Entries from a pointing dataset
·····

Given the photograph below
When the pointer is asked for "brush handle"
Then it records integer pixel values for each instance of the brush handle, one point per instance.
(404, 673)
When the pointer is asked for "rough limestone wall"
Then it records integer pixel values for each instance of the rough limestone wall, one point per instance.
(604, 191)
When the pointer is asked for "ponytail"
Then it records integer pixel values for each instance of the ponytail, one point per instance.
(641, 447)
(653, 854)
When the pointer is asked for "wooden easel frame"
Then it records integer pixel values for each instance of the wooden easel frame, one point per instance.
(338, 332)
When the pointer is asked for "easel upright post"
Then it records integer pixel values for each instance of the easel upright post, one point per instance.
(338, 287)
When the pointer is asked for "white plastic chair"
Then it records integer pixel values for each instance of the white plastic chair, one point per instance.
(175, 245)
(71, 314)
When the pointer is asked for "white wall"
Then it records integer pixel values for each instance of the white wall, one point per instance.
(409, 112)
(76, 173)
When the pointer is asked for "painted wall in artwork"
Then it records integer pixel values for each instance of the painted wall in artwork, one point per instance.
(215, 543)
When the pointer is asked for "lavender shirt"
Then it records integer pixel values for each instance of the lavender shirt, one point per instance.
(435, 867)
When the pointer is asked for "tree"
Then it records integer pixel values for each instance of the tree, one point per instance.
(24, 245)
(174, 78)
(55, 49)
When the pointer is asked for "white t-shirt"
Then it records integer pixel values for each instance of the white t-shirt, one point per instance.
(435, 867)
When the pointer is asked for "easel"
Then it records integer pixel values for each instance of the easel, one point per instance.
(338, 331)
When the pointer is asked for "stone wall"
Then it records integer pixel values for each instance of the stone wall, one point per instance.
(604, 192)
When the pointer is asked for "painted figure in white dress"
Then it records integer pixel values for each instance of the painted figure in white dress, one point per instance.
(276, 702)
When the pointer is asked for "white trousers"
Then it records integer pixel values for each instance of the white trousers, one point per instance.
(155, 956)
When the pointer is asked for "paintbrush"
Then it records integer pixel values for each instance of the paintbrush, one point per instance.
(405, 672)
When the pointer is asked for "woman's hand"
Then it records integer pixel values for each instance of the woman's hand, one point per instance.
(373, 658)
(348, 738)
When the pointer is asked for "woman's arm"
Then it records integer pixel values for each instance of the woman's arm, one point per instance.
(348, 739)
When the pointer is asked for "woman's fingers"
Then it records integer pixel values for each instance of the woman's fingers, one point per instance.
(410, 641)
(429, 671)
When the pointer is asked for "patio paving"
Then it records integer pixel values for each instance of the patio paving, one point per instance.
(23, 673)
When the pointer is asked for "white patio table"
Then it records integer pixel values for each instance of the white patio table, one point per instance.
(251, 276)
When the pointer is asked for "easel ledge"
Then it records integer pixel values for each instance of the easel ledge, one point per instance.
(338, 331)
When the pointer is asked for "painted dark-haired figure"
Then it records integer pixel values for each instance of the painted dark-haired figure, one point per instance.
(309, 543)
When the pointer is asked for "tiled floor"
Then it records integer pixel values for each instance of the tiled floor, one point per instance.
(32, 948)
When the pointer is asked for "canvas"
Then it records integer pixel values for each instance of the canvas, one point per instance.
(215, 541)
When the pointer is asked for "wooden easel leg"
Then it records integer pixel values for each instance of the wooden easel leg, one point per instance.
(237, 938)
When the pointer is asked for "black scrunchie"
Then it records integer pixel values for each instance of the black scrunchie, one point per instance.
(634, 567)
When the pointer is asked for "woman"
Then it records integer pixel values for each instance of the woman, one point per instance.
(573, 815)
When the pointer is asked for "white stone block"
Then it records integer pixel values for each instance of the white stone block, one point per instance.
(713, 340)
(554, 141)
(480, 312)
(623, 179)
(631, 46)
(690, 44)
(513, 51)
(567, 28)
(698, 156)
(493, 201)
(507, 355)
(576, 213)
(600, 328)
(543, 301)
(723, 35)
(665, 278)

·····

◆ Exercise aim ◆
Would you write down every record again, exactly?

◆ Result below ◆
Given the photograph below
When the pointer is asked for "brush handle"
Then it records integer pixel values for each instance of the brush handle, one point per instance.
(404, 673)
When the pointer is asked for "rough limestone wall"
Then it records integer pixel values for each instance of the rough limestone wall, one point per instance.
(604, 191)
When the pointer is asked for "ponytail"
Then it records integer pixel values for each instance of the ponytail, one point per instance.
(641, 447)
(653, 854)
When the pointer is asked for "wooden easel frame"
Then it records integer pixel values for each instance of the wooden easel frame, one point per instance.
(338, 332)
When the pointer is asked for "easel upright post"
Then it records integer pixel values for each instance of the easel upright post, one point per instance.
(338, 287)
When the pointer is asked for "white plastic chair"
Then it records integer pixel values for each instance of the white plastic chair, one point per instance.
(175, 245)
(71, 314)
When the pointer is asked for "white wall"
Then it records integer pixel values for each instance of the white wall, one point per instance.
(409, 112)
(76, 173)
When the pointer is asked for "painted wall in artwork"
Then it records integer pixel values for each instance of the painted wall in artwork, one point per instance.
(215, 543)
When the pointer is asked for "lavender shirt"
Then it records integer pixel values for each instance of the lavender shirt, one point per instance.
(435, 867)
When the pointer is asked for "tree"
Then it records integer pixel values for each instance of the tree, one point per instance.
(24, 245)
(174, 78)
(55, 49)
When the pointer is asked for "white t-shirt"
Then it records integer pixel values for each instance of the white t-shirt, one point per instance.
(435, 867)
When the pointer is asked for "easel"
Then it records integer pixel values for each instance of the easel, one point per instance.
(338, 331)
When the pointer is asked for "stone wall"
Then it records integer pixel values for each instance of the stone wall, one point per instance.
(604, 192)
When the pointer is asked for "painted figure in white dress"
Then it records integer pixel values for each instance of the painted figure in white dress, one point per instance.
(276, 702)
When the pointer is asked for "white trousers"
Then it records integer pixel values for each instance of the white trousers, one point per instance.
(155, 956)
When the pointer is asked for "paintbrush"
Then it records integer pixel values for each instance of the paintbrush, one point per instance.
(405, 672)
When the pointer is asked for "woman's hand"
Then it records integer pixel values for each instance of the woman's hand, one point per instance.
(373, 658)
(348, 738)
When the pointer is asked for "woman's arm"
Then it records integer pixel values for each instance of the woman's arm, one point per instance.
(348, 739)
When the pointer is asked for "woman's fingers"
Then it records integer pixel values for each instance of the woman's fingers, one point per instance.
(410, 641)
(429, 671)
When the pointer is asked for "patio paving"
Then it records integer pixel values for each instance of the patio paving, one point per instance.
(23, 673)
When the pointer is asked for "white patio table"
Then it records integer pixel values for each instance of the white patio table, one point per instance.
(251, 276)
When the pointer is asked for "easel ledge"
Then it records integer pixel values for each instance of the easel ledge, one point per instance.
(338, 331)
When the pointer is asked for "painted dark-haired figure"
Then it records integer pixel values for each instance of the painted dark-haired figure, one point per instance.
(309, 543)
When the pointer is asked for "tiled floor"
Then it records integer pixel values for each instance of the tiled floor, one point per instance.
(32, 948)
When the pointer is asked for "canvas"
Then it records integer pixel values for each instance of the canvas, one point per instance.
(215, 541)
When the pointer is asked for "wooden easel leg"
Then it records integer pixel values for each instance of the wooden easel leg, one point per instance.
(237, 938)
When the pointer is asked for "black scrunchie"
Then it records integer pixel values for each instance of the black scrunchie, one point per instance.
(634, 567)
When the pointer is asked for "woman"
Then it records integer pixel values for each instance of the woman, one point per instance.
(573, 815)
When the pointer is asked for "white stone block"
Then it records integer pixel values for each instance of the white stone block, one point per instance.
(713, 340)
(554, 141)
(480, 312)
(623, 179)
(631, 46)
(690, 44)
(513, 51)
(567, 28)
(698, 156)
(493, 201)
(507, 355)
(576, 213)
(600, 328)
(543, 301)
(723, 35)
(665, 278)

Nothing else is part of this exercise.